Okunacak metin
--------
Emperyalizme Karşı Devrimci Dayanışmanın Adıdır Kızıldere; Onlar yaşıyor
Katledilişlerinin üzerinden 49 yıl geçti. Öldüklerinin ertesi günü ad oldular doğan çocuklara. Ne isimleri ne de fikirleri silinebildi bu topraklardan. On’ları anmak ülkenin geleceği için sorumluluk almaktan bir an bile tereddüt etmeyen bir cürete sahip olmaktan geçer. Yarım kalan öykü ancak böyle sürer
Emperyalizme, onun işbirlikçisi faşist cuntaya karşı verilen ve Tokat Niksar’da, Kızıldere köyünde bitmeyen bir mücadeledir On’ların hikâyesi.
Üniversite amfisinden başlayıp bütün ülkeye yayılan devrimci mücadelenin önder isimlerinin katledilmesinin üzerinden 49 yıl geçti.
--------
Gösterilen liste
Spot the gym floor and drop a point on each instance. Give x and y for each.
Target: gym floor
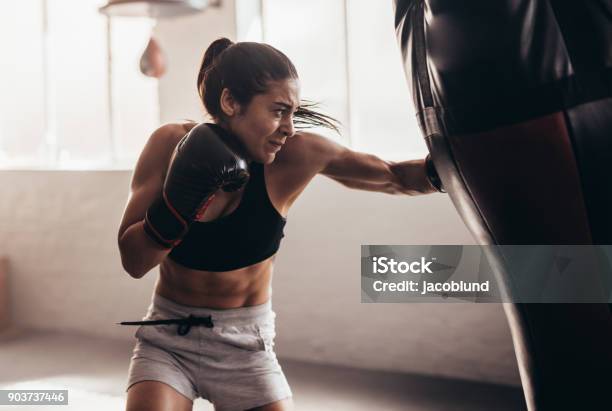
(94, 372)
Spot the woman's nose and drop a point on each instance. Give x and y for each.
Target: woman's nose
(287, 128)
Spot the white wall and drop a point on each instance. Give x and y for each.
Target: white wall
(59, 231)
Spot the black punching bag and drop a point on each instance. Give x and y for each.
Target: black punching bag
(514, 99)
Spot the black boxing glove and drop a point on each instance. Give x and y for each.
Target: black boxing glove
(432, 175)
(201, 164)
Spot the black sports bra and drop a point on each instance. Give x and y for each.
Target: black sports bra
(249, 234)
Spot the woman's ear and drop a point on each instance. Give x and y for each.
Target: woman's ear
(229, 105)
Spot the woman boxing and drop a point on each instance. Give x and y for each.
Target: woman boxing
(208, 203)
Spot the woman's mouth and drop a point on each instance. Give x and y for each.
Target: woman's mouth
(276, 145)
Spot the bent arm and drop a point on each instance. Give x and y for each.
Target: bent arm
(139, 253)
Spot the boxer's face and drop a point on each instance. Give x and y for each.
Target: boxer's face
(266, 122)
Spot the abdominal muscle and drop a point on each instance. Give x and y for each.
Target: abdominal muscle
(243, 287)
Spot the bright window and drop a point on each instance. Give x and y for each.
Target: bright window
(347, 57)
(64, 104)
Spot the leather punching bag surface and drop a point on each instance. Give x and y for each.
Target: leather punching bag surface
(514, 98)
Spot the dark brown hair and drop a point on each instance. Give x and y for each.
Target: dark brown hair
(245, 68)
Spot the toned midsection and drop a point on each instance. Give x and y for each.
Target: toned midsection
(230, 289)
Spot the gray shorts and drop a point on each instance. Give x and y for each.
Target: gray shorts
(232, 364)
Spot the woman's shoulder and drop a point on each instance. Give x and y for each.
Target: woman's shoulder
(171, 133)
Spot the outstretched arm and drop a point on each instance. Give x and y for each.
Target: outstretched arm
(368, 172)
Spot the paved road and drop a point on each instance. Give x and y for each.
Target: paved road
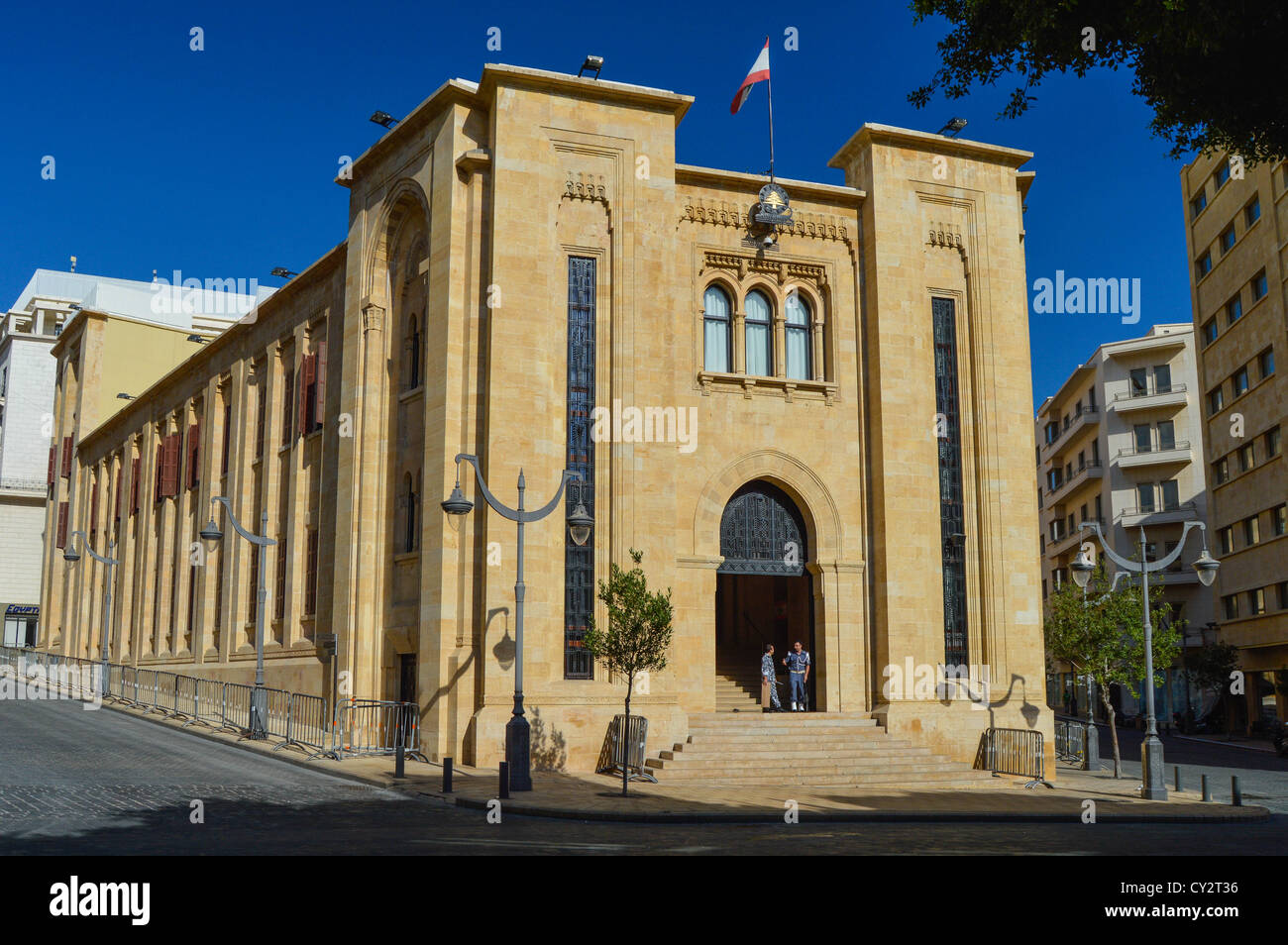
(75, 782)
--------
Alıştırma yönergesi
Kızıldere'de katledilenleri anan yazıyı kaldığı yerden sürdürün. Bu alıştırmada listeye gerek yoktur.

Yazılı yanıt
12 Mart 1971’de, dönemin Cumhurbaşkanı Cevdet Sunay’a, Türk Silahlı Kuvvetleri Genelkurmay Başkanı Memduh Tağmaç, Kara Kuvvetleri Komutanı Faruk Gürler, Deniz Kuvvetleri Komutanı Celal Eyiceoğlu ve Hava Kuvvetleri Komutanı Muhsin Batur imzalarıyla bir muhtıra verilmesiyle devrimcilere karşı sürek avı başlatılmıştı. Cunta patronları ABD’nin de direktifiyle büyük bir hınç ve öfkeyle saldırdı devrimci gençlere. Onlara direnmekten ve mücadele etmekten başka seçenek bırakılmadı.
Cuntanın saldırılarından en bilineni ve kuşkusuz en yok edici olanı Kızıldere katliamıdır; aynı zamanda Türkiye’de emperyalizme ve faşizme karşı mücadelenin ve devrimci dayanışmanın sembolüdür de… Bu yüzden Kızıldere’de katledilen devrimci gençler, aradan geçen 49 yıla rağmen unutulmadılar.
Kızıldere’ye giden yol kuşkusuz bu kokuşmuş düzene karşı bir başkaldırıydı; ama aynı zamanda Deniz Gezmiş, Yusuf Arslan ve Hüseyin İnan’ın idam edilmelerini önlemek için ortaya konan dayanışmaydı da… Koşulsuz sevilen bir ülkeye ve bir dost kucaklaşmasına adanmış yaşamlardır Kızıldere.
On’ları yok edemediler
Kuşatılmış ev, yüzlerce silahlı asker, görüşmeler ve devrimcilerin verdiği karşılık hâlâ tartışma konusu.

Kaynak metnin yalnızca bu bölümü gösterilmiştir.